ENTRIES SUPPLIED.
[BEGIN]
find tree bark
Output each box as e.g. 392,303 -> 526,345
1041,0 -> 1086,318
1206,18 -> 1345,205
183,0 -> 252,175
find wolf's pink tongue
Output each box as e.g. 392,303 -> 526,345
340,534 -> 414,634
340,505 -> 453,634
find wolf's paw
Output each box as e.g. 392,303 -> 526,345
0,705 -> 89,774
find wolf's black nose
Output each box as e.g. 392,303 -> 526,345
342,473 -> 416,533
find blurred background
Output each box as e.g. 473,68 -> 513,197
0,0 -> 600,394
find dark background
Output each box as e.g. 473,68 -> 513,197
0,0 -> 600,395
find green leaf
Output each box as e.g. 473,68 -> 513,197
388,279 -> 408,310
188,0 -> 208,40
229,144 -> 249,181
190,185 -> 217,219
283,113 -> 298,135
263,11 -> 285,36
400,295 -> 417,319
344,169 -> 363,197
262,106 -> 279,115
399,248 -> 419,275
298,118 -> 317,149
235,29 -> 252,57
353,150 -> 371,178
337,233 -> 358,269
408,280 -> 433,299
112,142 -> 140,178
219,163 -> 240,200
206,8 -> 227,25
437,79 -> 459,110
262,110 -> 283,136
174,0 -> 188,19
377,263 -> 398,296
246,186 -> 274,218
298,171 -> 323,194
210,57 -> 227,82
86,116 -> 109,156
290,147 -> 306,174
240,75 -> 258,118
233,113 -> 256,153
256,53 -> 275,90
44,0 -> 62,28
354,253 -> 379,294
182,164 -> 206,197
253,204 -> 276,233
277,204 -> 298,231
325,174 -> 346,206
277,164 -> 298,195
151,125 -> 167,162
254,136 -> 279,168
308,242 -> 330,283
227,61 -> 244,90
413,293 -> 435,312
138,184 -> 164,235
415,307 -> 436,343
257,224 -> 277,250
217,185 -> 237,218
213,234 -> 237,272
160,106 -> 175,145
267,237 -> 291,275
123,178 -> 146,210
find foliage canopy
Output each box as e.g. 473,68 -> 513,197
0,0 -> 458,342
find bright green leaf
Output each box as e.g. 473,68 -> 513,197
[END]
WHAT THE EXERCISE ASKS. Reproduce the whole listing above line for line, without changing a single character.

SOLUTION TO THIS TASK.
find tree bark
Output each box as e.g. 392,303 -> 526,345
1041,0 -> 1086,318
1206,18 -> 1345,205
183,0 -> 252,175
find wolf's pink tongue
Output each box as e.g. 392,303 -> 526,345
340,534 -> 414,634
340,505 -> 453,634
find wolf's paw
Output each box as e.g. 392,303 -> 526,345
0,705 -> 89,774
find wolf's black nose
Output each box as e.g. 392,303 -> 526,345
342,473 -> 416,533
find blurred background
Output each box as e.g. 473,68 -> 513,197
0,0 -> 600,394
find dark background
Output each box as e.g. 473,68 -> 513,197
0,0 -> 600,395
find green leaf
Output each box as e.g. 473,68 -> 513,197
388,279 -> 408,310
188,0 -> 208,40
229,144 -> 249,181
190,185 -> 217,219
283,113 -> 298,135
263,11 -> 285,36
400,295 -> 417,319
344,169 -> 363,197
262,106 -> 279,115
399,248 -> 419,275
298,118 -> 317,149
235,29 -> 252,57
353,150 -> 371,178
337,233 -> 358,269
408,280 -> 433,299
112,142 -> 140,178
219,163 -> 240,200
206,8 -> 227,25
437,79 -> 459,110
262,110 -> 283,136
174,0 -> 188,19
377,263 -> 398,296
246,186 -> 274,218
298,171 -> 323,194
210,57 -> 227,82
86,116 -> 109,156
290,147 -> 306,174
240,75 -> 258,118
233,113 -> 256,153
256,53 -> 275,90
44,0 -> 62,28
354,253 -> 379,294
182,164 -> 206,197
253,204 -> 276,233
277,204 -> 298,231
325,174 -> 346,206
277,164 -> 298,195
151,125 -> 167,162
254,136 -> 279,168
308,242 -> 330,283
227,61 -> 244,90
413,293 -> 435,312
138,184 -> 164,235
415,307 -> 436,343
257,224 -> 277,250
217,185 -> 237,218
213,234 -> 237,272
160,106 -> 175,145
267,237 -> 291,275
123,178 -> 146,210
find foliage canopy
Output each box as e.g. 473,68 -> 513,197
0,0 -> 458,342
find bright green leaf
Output each box as e.g. 473,68 -> 513,197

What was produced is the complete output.